▶ **PROBLEM TO SOLVE**
Repeat each record below exactly as given.

▶ **RECORD EXTRACTS**
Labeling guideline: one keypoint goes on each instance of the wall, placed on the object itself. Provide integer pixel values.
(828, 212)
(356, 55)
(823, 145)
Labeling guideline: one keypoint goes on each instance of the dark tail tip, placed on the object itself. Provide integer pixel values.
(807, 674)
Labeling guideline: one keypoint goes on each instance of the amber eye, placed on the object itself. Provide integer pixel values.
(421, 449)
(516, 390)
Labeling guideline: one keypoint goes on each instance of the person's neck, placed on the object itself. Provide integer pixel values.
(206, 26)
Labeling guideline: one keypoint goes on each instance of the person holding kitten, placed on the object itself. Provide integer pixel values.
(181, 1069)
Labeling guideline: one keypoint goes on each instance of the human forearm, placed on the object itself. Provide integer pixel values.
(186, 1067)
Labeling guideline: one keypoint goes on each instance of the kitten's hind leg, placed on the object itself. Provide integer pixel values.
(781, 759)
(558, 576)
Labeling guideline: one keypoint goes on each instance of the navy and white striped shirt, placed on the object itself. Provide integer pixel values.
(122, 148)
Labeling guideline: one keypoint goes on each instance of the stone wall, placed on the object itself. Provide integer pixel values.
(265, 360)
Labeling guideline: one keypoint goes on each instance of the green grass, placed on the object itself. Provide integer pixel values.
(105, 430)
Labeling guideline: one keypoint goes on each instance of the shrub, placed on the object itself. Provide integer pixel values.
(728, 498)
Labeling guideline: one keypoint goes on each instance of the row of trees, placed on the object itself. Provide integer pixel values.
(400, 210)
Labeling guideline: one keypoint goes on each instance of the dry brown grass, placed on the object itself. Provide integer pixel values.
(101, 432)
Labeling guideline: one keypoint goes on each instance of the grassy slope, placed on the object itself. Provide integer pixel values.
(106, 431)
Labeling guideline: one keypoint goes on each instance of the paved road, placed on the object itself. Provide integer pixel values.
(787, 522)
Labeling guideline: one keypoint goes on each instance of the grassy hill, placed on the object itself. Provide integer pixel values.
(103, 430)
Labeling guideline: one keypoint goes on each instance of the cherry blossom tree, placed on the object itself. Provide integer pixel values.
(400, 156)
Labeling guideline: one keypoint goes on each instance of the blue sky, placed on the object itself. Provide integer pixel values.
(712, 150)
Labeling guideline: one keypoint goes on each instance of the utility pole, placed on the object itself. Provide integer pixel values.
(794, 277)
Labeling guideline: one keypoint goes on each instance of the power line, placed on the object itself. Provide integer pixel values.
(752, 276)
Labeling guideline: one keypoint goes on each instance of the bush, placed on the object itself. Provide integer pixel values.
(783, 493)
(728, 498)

▶ **RESULT FOR THIS EXERCISE**
Labeling guideline: one keypoint goes on each instance of the wall, placed on the object itself. Provide integer pixel values.
(828, 212)
(356, 55)
(823, 145)
Labeling guideline: one keypoint goes on each instance of the dark tail tip, placed on the object itself. Provide integer pixel values.
(807, 674)
Labeling guideline: one keypoint goes on each instance of the amber eye, placed on the object itself. Provide integer pixel values.
(421, 449)
(516, 390)
Labeling guideline: one keypoint goes on each instance of the person's neck, placed on the object itself. Provide integer pixel values.
(206, 26)
Labeling guideline: one keypoint goes on each instance of the person holding kitten, placed on the object itself. Provide integer pixel values.
(181, 1069)
Labeling guideline: one keypoint goes on each instance of the human forearm, placed on the object itself. Provide integer pixel values.
(186, 1067)
Labeling guideline: one keypoint goes on each instance of the kitten's hind leg, placed on the object itself. Provide integer pixel values.
(781, 759)
(558, 576)
Labeling guideline: one keypoint goes on each instance of the navy and white striped shirt, placed on the object itself. Provide integer pixel values.
(122, 148)
Labeling guideline: one keypoint goes on each instance of the stone wall, placed on the object itself. Provide integer pixel values.
(265, 360)
Labeling guideline: one keypoint goes on each instance of the green grass, placed on the object itself. Provide integer pixel values.
(105, 430)
Labeling guideline: one keypoint goes on each instance of the shrub, placed on the object itself. Provide integer pixel values.
(728, 498)
Labeling guideline: one keypoint goes on each instance of the row of trees, placed on the object itself. Provide integer pixel values.
(400, 210)
Labeling guideline: one keypoint goes on each instance of the dry brown grass, placed on the object itself. Provide integer pixel values.
(101, 432)
Labeling guideline: one keypoint goes on each instance of the grassy slope, placed on the object itself. Provide integer pixel values.
(106, 431)
Labeling guideline: one keypoint goes on each instance of the paved road, placed on the object itself. Provide integer pixel values.
(787, 522)
Labeling guideline: one keypoint goes on each instance of the grassy hill, placed on the object itself. Provide integer pixel values.
(103, 430)
Labeling guideline: one keypoint goes on each instance of the cherry blossom tree, placed on the object itself. Provide integer pixel values.
(400, 156)
Labeling guideline: one keypoint goes on each instance of the blue sky, placed on the object itself. Provide integer pixel values.
(712, 150)
Labeling guideline: one keypoint goes on each instance of the utility pole, placed on the object itself. Provide integer pixel values.
(794, 277)
Labeling guideline: one keypoint goes on each instance of the power line, placed on the object itself. Provide integer pixel values.
(752, 276)
Labeling guideline: one keypoint goes on each instance of the bush, placed on the object itself. Provide integer pixel values.
(783, 493)
(728, 498)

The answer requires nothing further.